- [Exercise prompt] Transcribe the article below on US and Chinese competition for Angola's oil, reproducing every word and punctuation mark.

Reading text below:

Once a battleground between Soviet-armed and Cuban-trained government forces and an American-armed rebel force, Angola has belatedly become the center of a different kind of rivalry between the US and China – over Angola's oil resources.
Just months after Angolan president Jose Eduardo dos Santos traveled to China to extend a lengthy line of credit, Mrs. Clinton has arrived to witness a major corporate agreement between Chevron and the government of Angola.
Angola has become Africa's largest oil producer, ahead of Nigeria and Libya. Clinton also signed a trade agreement that would pave the way for more US investment in this wartorn African country, particularly in job-producing areas such as agriculture.
Clinton downplayed any question of rivalry with China, saying, "I am not looking at what anyone else does in Angola. I am looking at what the United States can do to further and deepen our relationship and provide assistance and support for the changes the Angolan government is undertaking."
US comes late to the game
In addition to purchasing Angola's oil, the US has also agreed to help build two hydroelectric plants in Angola, and has approved plans for America's main aid agency, USAID, to invest in Angola's coffee- and banana-farming businesses.
The US is coming late to the game.
China – which gives no lectures on good governance or human rights – has already loaned Angola billions of dollars to improve its oil-production infrastructure, helping it become the largest African oil producer and China's largest oil supplier, ahead of Saudi Arabia.
"Dos Santos is playing the old cold-war game, where you don't put all your eggs in one basket," says Richard Cornwell, an independent security analyst in Tshwane (Pretoria). "If he can get this Obama administration – which has proved itself to be a lot more pragmatic than many thought it would be – to invest more in Angola, and particularly in the agricultural sector, that makes a lot of sense."

End of Reading text.
Record extracts below:

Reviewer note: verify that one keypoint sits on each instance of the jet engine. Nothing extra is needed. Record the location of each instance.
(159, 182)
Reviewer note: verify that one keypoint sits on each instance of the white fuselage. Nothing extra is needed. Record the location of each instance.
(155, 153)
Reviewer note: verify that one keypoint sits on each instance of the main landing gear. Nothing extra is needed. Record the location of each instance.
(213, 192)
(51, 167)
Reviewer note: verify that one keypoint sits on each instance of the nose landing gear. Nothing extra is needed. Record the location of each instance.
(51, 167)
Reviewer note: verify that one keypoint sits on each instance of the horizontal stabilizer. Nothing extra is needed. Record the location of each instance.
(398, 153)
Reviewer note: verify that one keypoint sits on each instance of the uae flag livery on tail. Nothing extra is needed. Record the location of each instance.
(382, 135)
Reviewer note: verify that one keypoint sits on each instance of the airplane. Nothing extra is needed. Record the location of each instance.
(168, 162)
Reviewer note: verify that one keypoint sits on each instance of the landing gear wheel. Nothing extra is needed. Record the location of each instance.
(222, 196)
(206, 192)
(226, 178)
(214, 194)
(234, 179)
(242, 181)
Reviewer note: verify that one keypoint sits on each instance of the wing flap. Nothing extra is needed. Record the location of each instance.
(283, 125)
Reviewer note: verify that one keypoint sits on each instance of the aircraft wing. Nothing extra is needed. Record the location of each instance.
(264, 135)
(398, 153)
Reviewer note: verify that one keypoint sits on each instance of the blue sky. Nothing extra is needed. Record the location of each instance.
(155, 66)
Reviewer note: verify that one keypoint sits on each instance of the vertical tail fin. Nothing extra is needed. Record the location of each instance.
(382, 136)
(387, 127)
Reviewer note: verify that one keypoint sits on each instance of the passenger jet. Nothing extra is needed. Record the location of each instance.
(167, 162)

End of Record extracts.

- [Response to this task]
Once a battleground between Soviet-armed and Cuban-trained government forces and an American-armed rebel force, Angola has belatedly become the center of a different kind of rivalry between the US and China – over Angola's oil resources.
Just months after Angolan president Jose Eduardo dos Santos traveled to China to extend a lengthy line of credit, Mrs. Clinton has arrived to witness a major corporate agreement between Chevron and the government of Angola.
Angola has become Africa's largest oil producer, ahead of Nigeria and Libya. Clinton also signed a trade agreement that would pave the way for more US investment in this wartorn African country, particularly in job-producing areas such as agriculture.
Clinton downplayed any question of rivalry with China, saying, "I am not looking at what anyone else does in Angola. I am looking at what the United States can do to further and deepen our relationship and provide assistance and support for the changes the Angolan government is undertaking."
US comes late to the game
In addition to purchasing Angola's oil, the US has also agreed to help build two hydroelectric plants in Angola, and has approved plans for America's main aid agency, USAID, to invest in Angola's coffee- and banana-farming businesses.
The US is coming late to the game.
China – which gives no lectures on good governance or human rights – has already loaned Angola billions of dollars to improve its oil-production infrastructure, helping it become the largest African oil producer and China's largest oil supplier, ahead of Saudi Arabia.
"Dos Santos is playing the old cold-war game, where you don't put all your eggs in one basket," says Richard Cornwell, an independent security analyst in Tshwane (Pretoria). "If he can get this Obama administration – which has proved itself to be a lot more pragmatic than many thought it would be – to invest more in Angola, and particularly in the agricultural sector, that makes a lot of sense."